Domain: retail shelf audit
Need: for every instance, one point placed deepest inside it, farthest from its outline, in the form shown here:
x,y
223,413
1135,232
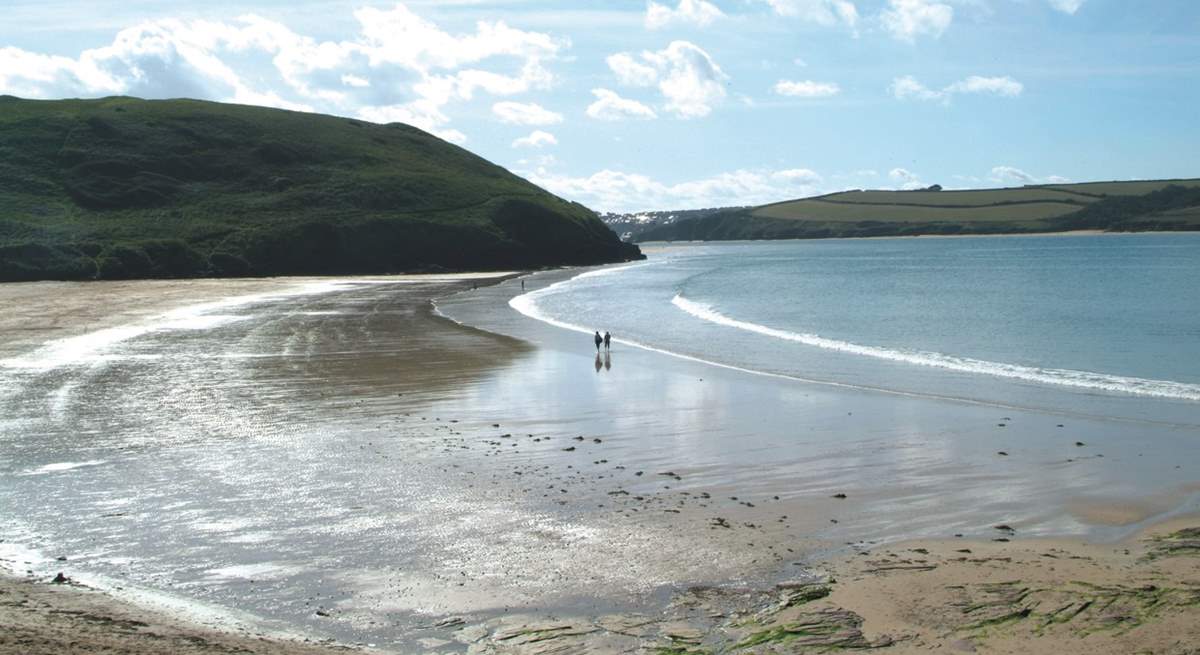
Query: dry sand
x,y
1060,596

-- -- --

## Exercise
With the pictures removed, print the entries above exactly.

## Written answer
Domain: retail shelf audit
Need: for every instance, one point placed deepest inside it, farthest from its outline, in the form shown here:
x,y
223,413
1135,232
Query: dry sand
x,y
1060,596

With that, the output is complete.